New York: Oxford Univ. Press, 2018. Pp. xiv, 262. ISBN 978–0–19–092885–8.
In response to a history of invasions, the Soviet government, and before it the Russian imperial regime, had a near-paranoid fear of foreign attack in various forms. One consequence of this worldview was that, despite its ratification of the 1925 Geneva Protocol and the 1972 Biological Weapons Convention, the Soviet Union continued to devote resources to developing biological weapons. While Western governments judged such weapons to be both immoral and uncontrollable, the USSR's preoccupation with security prompted it to experiment with and even employ toxins and bacteria against perceived foes. This program almost certainly survives in present-day Russia.
In his new book, life scientist Anthony Rimmington (Univ. of Birmingham) traces these weapons programs from their origins to the death of Joseph Stalin and beyond. He uses published Russian sources and declassified British and American intelligence reports to describe known and suspected Soviet centers that developed, tested, and manufactured biological weapons and defenses against them. One chapter, for example, focuses on research done at the former Orthodox convent at Suzdal, an isolated site 130 miles northeast of Moscow; another recounts the work of Ivan Mikhailovich Velikanov, the leading biological warfare scientist of the interwar period. Despite the inconclusive nature of his evidence, Rimmington adroitly links seemingly disparate elements into a coherent general account of his subject.

━━━━

(Problem requirements) Translate this sentence from the review into Spanish: "This program almost certainly survives in present-day Russia." The entries come from a separate source, unrelated to the review.

━━━━

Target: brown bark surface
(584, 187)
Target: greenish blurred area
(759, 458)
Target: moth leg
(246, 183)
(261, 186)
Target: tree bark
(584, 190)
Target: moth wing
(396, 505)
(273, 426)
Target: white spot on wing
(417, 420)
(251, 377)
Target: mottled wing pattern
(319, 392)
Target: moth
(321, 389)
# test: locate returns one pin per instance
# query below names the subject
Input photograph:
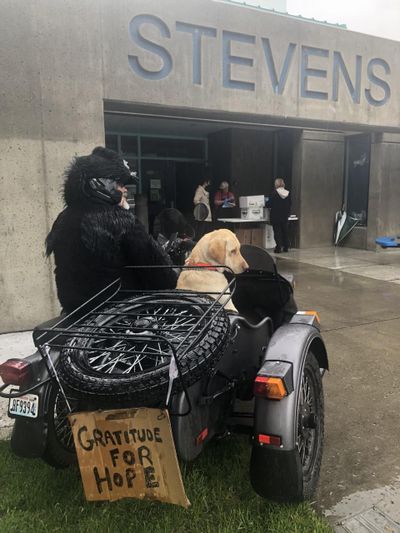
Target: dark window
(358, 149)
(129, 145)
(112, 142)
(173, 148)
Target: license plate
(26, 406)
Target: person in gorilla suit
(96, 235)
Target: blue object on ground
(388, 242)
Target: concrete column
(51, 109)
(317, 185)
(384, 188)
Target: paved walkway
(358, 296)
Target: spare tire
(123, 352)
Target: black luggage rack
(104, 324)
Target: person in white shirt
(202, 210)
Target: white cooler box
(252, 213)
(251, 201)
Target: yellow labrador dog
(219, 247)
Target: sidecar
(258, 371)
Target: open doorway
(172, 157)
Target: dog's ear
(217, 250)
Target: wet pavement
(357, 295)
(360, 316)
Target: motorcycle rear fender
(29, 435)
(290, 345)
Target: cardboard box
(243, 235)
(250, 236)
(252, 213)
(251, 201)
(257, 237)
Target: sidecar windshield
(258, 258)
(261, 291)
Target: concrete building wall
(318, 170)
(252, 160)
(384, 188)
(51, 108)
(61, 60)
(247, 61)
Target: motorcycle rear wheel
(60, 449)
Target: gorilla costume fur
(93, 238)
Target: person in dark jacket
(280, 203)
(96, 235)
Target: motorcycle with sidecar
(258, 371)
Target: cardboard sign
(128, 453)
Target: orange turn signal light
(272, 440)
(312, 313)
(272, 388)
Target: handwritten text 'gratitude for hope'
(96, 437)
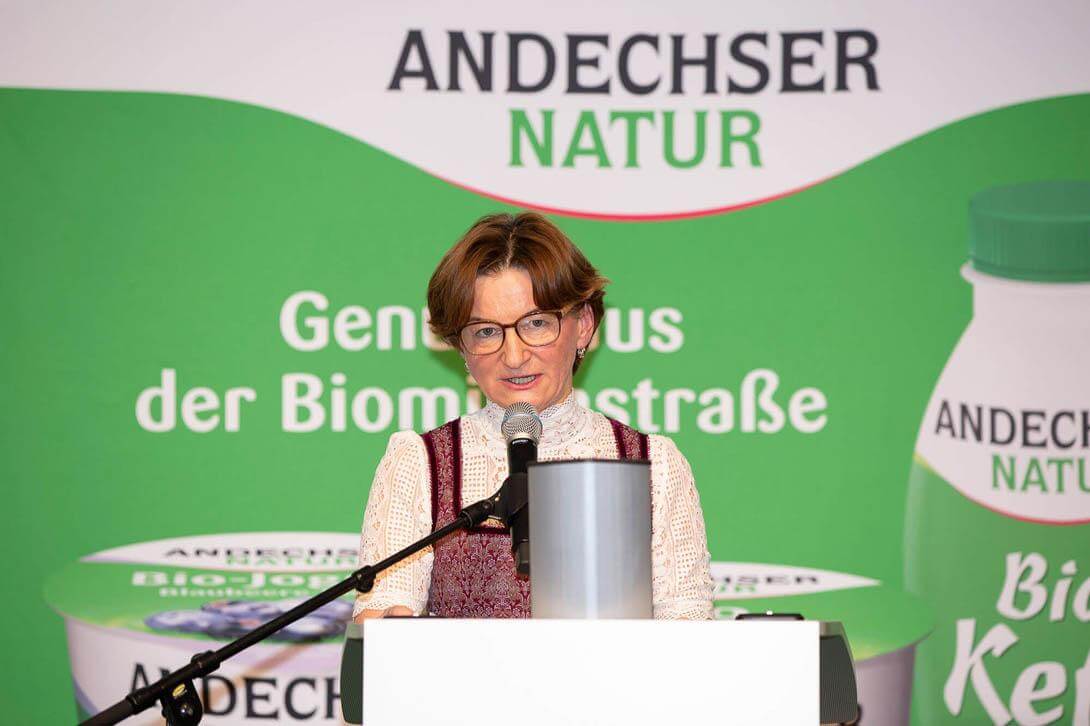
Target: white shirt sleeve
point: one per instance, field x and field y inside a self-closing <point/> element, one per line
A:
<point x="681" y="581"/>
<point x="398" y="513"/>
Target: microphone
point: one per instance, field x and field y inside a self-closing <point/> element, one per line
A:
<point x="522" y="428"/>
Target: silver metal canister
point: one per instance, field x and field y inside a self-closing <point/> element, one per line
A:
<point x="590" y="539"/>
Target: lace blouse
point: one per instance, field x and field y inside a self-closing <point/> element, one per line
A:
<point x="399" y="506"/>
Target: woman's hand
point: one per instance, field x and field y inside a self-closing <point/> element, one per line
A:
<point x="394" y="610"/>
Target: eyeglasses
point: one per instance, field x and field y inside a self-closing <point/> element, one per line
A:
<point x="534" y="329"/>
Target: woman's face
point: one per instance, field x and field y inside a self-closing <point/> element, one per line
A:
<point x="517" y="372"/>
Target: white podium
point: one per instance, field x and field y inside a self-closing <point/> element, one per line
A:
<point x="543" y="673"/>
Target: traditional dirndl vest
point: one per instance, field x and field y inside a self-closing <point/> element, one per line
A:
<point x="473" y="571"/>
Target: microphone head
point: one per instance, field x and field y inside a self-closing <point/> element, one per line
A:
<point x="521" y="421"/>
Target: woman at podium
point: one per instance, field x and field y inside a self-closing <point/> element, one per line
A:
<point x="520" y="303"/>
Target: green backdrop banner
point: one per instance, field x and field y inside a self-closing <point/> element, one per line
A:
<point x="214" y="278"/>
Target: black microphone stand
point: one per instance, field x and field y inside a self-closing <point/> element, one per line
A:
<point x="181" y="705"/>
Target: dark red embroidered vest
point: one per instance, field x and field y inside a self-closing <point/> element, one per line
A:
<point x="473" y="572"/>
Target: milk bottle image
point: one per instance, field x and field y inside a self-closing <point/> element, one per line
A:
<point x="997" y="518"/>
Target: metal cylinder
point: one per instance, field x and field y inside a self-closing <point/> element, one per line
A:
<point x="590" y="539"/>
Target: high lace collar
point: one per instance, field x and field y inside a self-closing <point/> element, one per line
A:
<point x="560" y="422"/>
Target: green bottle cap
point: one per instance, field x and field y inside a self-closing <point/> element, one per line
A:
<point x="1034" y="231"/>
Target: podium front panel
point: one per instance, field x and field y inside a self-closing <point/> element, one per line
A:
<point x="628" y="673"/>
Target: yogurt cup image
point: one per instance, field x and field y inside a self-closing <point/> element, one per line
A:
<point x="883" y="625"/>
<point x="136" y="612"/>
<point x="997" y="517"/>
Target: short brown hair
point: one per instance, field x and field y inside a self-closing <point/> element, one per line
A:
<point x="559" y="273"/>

━━━━

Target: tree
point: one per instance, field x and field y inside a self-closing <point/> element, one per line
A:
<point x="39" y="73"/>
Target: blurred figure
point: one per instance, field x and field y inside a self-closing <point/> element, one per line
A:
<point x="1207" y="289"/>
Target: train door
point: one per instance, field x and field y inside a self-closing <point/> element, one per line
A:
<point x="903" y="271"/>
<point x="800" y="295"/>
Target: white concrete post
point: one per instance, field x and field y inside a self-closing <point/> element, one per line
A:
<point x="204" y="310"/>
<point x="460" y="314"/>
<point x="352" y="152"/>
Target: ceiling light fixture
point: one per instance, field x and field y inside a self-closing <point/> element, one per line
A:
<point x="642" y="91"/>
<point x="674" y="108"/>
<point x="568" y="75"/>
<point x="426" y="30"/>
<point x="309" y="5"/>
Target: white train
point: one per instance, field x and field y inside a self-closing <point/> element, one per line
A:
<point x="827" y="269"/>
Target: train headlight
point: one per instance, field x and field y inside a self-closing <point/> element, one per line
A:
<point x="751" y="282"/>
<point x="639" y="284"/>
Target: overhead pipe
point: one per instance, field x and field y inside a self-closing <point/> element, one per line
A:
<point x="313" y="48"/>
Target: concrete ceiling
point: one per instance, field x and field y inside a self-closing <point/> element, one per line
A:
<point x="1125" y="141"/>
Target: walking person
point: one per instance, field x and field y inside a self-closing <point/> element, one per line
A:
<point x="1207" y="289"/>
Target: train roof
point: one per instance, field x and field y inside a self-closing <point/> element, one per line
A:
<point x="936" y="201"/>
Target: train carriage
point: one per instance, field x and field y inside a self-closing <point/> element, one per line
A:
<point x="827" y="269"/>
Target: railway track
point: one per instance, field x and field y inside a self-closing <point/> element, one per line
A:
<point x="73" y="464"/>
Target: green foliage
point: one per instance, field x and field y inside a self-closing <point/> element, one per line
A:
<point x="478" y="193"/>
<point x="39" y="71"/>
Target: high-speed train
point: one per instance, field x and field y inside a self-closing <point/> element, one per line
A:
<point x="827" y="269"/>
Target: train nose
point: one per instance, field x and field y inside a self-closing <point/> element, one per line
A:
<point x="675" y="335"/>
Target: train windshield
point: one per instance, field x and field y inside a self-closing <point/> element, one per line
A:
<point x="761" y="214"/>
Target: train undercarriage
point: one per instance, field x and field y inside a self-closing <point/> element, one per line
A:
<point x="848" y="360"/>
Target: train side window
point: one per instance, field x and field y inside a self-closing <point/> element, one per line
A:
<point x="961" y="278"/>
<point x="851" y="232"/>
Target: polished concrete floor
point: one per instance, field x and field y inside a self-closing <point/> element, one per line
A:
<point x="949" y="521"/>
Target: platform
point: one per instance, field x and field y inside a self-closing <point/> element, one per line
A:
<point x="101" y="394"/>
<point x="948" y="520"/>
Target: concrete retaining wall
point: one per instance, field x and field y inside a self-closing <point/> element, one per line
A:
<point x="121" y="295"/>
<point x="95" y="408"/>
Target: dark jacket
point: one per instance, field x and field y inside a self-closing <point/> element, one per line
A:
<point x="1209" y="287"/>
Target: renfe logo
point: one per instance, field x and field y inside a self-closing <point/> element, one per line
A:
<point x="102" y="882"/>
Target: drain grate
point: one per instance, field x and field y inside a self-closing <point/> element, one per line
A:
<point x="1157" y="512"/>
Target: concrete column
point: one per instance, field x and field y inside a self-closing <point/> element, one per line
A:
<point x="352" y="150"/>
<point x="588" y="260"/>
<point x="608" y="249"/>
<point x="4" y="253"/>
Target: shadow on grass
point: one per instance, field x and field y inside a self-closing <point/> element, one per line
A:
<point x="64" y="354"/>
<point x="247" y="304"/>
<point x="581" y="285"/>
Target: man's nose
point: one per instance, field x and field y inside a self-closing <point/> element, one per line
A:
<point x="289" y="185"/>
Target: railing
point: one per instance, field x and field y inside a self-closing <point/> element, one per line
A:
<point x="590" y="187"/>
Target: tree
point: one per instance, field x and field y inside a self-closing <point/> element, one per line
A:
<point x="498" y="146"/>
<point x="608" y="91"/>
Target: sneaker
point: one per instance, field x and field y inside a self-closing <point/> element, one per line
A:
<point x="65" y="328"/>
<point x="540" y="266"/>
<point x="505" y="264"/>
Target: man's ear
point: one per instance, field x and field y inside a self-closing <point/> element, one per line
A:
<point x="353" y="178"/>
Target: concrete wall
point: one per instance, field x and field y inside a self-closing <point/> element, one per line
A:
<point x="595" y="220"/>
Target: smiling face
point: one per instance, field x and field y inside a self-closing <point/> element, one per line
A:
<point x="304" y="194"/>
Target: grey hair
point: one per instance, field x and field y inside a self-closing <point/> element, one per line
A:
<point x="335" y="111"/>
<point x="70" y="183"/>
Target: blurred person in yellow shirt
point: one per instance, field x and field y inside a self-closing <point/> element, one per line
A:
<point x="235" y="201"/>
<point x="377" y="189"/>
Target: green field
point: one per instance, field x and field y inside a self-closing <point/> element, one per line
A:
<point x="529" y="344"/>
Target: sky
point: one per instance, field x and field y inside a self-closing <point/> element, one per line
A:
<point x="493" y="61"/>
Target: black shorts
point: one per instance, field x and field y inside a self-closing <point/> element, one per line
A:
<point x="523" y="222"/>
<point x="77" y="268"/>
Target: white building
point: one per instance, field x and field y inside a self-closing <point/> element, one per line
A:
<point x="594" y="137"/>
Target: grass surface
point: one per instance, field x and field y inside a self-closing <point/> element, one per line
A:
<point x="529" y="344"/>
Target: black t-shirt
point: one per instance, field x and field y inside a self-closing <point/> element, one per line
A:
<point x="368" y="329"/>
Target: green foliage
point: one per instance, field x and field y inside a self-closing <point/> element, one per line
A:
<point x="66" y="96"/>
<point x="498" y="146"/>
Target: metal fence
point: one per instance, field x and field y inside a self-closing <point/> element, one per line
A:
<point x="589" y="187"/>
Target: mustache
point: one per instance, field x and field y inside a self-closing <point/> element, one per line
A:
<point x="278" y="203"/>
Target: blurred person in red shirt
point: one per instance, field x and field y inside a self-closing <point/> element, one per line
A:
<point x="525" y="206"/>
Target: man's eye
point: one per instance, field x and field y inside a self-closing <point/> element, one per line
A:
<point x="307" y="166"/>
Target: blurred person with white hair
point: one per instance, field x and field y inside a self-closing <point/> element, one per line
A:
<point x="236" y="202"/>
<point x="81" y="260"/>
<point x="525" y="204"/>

━━━━

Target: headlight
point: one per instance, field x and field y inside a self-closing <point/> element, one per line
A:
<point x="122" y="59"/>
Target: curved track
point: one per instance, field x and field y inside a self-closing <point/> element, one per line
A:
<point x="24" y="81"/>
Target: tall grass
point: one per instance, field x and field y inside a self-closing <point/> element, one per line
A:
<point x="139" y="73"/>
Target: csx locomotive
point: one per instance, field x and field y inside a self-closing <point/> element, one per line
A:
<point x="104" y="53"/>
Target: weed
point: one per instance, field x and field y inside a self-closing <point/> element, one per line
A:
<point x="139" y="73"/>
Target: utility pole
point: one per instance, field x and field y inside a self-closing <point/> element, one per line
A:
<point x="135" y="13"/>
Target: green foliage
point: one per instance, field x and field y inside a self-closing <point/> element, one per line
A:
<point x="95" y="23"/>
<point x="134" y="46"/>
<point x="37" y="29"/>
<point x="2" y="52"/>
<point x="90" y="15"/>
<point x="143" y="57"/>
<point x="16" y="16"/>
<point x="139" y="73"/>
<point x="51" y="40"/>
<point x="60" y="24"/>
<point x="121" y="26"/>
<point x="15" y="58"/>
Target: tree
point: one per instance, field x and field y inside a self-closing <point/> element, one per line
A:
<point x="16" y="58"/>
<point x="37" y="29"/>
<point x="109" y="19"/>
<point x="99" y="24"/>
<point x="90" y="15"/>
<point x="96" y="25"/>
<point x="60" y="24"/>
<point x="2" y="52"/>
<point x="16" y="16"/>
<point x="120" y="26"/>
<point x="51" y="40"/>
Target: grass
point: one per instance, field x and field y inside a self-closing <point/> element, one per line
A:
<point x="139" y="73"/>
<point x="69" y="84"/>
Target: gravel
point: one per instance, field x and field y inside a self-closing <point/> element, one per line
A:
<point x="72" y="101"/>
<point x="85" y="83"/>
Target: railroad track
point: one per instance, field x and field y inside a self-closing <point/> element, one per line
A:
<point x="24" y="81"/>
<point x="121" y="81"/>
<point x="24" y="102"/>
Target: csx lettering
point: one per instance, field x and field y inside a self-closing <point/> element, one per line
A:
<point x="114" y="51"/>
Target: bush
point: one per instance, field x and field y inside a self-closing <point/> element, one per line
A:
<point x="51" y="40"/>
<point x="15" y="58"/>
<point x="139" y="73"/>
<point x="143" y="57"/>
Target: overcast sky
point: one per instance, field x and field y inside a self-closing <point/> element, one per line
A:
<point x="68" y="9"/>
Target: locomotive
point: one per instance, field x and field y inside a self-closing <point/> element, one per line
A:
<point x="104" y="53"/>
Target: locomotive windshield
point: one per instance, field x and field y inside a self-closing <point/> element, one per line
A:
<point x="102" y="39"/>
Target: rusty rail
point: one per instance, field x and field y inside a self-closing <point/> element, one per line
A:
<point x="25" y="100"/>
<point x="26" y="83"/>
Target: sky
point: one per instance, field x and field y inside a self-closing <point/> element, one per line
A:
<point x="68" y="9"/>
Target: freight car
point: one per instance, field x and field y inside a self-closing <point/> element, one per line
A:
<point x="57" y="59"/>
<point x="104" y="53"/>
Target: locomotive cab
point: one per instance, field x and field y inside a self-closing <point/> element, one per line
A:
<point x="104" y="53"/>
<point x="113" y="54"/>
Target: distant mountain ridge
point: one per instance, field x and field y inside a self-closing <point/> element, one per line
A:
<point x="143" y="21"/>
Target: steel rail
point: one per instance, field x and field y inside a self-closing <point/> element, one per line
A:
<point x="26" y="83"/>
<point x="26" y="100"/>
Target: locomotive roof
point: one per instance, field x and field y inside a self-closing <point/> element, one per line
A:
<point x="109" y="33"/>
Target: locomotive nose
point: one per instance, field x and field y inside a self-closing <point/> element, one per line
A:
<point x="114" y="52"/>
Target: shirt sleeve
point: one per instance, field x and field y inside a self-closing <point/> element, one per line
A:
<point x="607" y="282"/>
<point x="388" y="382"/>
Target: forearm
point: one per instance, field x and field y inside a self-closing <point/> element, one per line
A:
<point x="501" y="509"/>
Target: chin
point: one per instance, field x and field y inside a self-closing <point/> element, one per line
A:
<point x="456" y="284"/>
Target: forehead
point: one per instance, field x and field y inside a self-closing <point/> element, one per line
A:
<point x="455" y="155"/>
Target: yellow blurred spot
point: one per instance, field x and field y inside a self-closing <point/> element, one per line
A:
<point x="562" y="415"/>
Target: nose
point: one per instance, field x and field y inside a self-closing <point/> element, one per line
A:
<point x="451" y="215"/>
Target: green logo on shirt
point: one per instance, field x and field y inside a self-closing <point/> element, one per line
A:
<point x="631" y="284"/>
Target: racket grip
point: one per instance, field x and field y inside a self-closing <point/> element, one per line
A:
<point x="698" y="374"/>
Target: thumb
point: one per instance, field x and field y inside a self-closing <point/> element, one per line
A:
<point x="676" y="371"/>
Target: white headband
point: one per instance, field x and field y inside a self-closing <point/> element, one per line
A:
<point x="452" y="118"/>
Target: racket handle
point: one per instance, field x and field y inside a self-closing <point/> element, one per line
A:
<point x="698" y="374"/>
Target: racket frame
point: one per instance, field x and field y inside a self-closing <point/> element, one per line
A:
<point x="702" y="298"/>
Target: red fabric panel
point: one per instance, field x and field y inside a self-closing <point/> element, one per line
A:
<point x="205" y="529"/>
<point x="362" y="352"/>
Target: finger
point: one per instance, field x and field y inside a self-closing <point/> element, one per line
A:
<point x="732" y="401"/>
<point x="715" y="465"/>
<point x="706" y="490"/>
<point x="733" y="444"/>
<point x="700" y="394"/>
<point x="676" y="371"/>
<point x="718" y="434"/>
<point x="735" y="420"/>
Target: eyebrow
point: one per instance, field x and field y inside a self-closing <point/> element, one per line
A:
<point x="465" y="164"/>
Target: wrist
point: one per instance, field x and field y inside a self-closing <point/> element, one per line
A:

━━━━

(Response) Este programa casi con toda seguridad sobrevive en la Rusia actual.